#### [Work request]
Reproduce the stretch of the Economics of Competition course page below from "The course is" through "on MS TEAMS." word for word.

#### [Page extract]

85071 - Economics Of Competition

Course Unit Page


This teaching activity contributes to the achievement of the Sustainable Development Goals of the UN 2030 Agenda.

Decent work and economic growth Industry, innovation and infrastructure Reduced inequalities Peace, justice and strong institutions

Academic Year 2020/2021

Learning outcomes

The course provides an introduction to the economics of antitrust. With the use of basic tools of industrial organization, we will analyze the main aspects of competition policy, such as collusive agreements, mergers, vertical restraints and abuse of dominance. These issues will be discussed also with reference to recent antitrust cases. Students will actively participate by studying and discussing case studies. At the end of the course, students will be able to critically interpret the main policy issues in the field of antitrust

Course contents

The course is organized with a part of lectures taught online on MS TEAMS (20 hours) and another taught in presence (20 hours). The number of students allowed in class is determined on the basis of class capacity and by the health and safety provisions that deal with the pandemic emergency. In case more students want to attend classes in presence than permitted by the rules, a system of shifts will be organized so to allow students to participate. Regardless of the health-related conditions and the specific organization of the course, students will be able to follow the lessons of the entire course remotely on MS TEAMS.

[Stored dataset items]
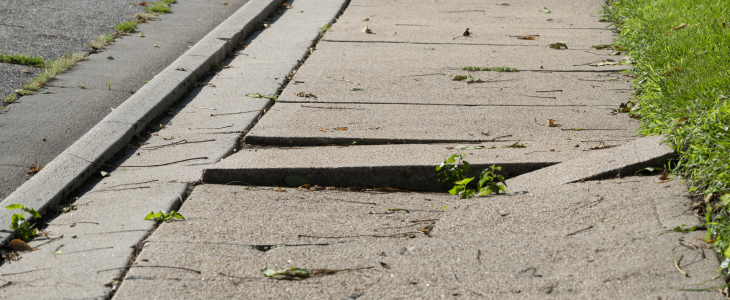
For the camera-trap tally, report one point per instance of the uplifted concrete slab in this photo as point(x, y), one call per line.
point(471, 240)
point(446, 21)
point(295, 124)
point(379, 165)
point(624, 160)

#### [Response for this exercise]
The course is organized with a part of lectures taught online on MS TEAMS (20 hours) and another taught in presence (20 hours). The number of students allowed in class is determined on the basis of class capacity and by the health and safety provisions that deal with the pandemic emergency. In case more students want to attend classes in presence than permitted by the rules, a system of shifts will be organized so to allow students to participate. Regardless of the health-related conditions and the specific organization of the course, students will be able to follow the lessons of the entire course remotely on MS TEAMS.